▶ _TASK_: Transcribe the data that follows in full. Leave out the pictures.

-- RECORDS PROVIDED follows --

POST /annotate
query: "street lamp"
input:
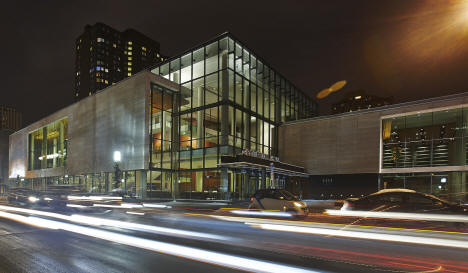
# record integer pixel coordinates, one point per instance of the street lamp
(117, 171)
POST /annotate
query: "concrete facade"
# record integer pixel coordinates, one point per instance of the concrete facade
(350, 143)
(4, 155)
(114, 119)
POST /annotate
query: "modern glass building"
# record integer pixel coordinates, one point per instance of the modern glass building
(434, 142)
(201, 125)
(420, 145)
(230, 101)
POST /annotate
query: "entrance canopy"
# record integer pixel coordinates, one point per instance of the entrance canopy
(246, 162)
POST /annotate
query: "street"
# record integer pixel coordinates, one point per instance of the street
(169, 239)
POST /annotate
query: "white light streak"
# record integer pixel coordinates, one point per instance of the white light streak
(226, 260)
(366, 235)
(400, 215)
(262, 213)
(95, 221)
(94, 198)
(76, 206)
(156, 206)
(135, 213)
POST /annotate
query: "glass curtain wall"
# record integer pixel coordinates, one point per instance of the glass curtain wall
(426, 140)
(229, 100)
(47, 146)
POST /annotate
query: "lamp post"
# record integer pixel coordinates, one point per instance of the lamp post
(117, 171)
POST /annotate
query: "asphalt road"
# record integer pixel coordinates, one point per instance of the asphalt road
(291, 244)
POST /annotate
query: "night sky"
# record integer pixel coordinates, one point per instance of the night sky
(408, 49)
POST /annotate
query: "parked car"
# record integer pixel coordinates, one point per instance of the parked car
(278, 199)
(403, 200)
(37, 198)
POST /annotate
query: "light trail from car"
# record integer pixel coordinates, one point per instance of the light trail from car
(365, 235)
(95, 221)
(211, 257)
(400, 215)
(262, 213)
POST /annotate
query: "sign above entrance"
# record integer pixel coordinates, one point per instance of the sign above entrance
(260, 155)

-- RECORDS PROVIDED concluded --

▶ _SOLUTION TO THIS PROBLEM_:
POST /annotate
query: "street lamp"
input:
# record integer pixel coordinates, one point per instance of the street lamp
(117, 171)
POST /annotate
query: "concrete facade"
# record integer pixel coordinates, one point per instance of the concrete facade
(350, 143)
(4, 155)
(114, 119)
POST /annotate
query: "modern glass building"
# record integer pixel coordinates, one point per instance of the modern glass building
(434, 142)
(201, 125)
(420, 145)
(230, 101)
POST /annotate
query: "entrance canopy"
# record integer pixel coordinates, one point per instance of the entrance canopy
(246, 162)
POST /annotate
query: "street"
# record integer pixel coordinates, one point per instance of the street
(169, 239)
POST /annotate
query: "white light streak"
# record integer pixel coordinates, one point per instance of the white light streak
(226, 260)
(366, 235)
(400, 215)
(262, 213)
(95, 221)
(94, 198)
(76, 206)
(156, 206)
(135, 213)
POST /annotate
query: "glass curtain wall"
# record integer pixel coordinates, one point per instance of the glass curtain wall
(426, 140)
(229, 100)
(47, 146)
POST /annotate
query: "lamp post"
# record integer pixel coordinates, one point per instance of the lamp post
(117, 171)
POST /annotate
query: "asphalt road"
# record integer pixel coordinates, one point per instance of the asphalt road
(291, 244)
POST /annotate
query: "night sky"
# record integer pixel coordinates, one point per instance of the night sky
(408, 49)
POST /annotate
query: "parked car"
# record integer pixel coordinates, one point per instance of the parked car
(278, 199)
(403, 200)
(37, 198)
POST /annotate
query: "light trail from car"
# record integer pixel coordinates, one point per instance of the light trail from car
(365, 235)
(95, 221)
(211, 257)
(400, 215)
(262, 213)
POST /annotate
query: "sign above entrance"
# record integer pixel coordinates, one point per instance of the sign above entrance
(260, 155)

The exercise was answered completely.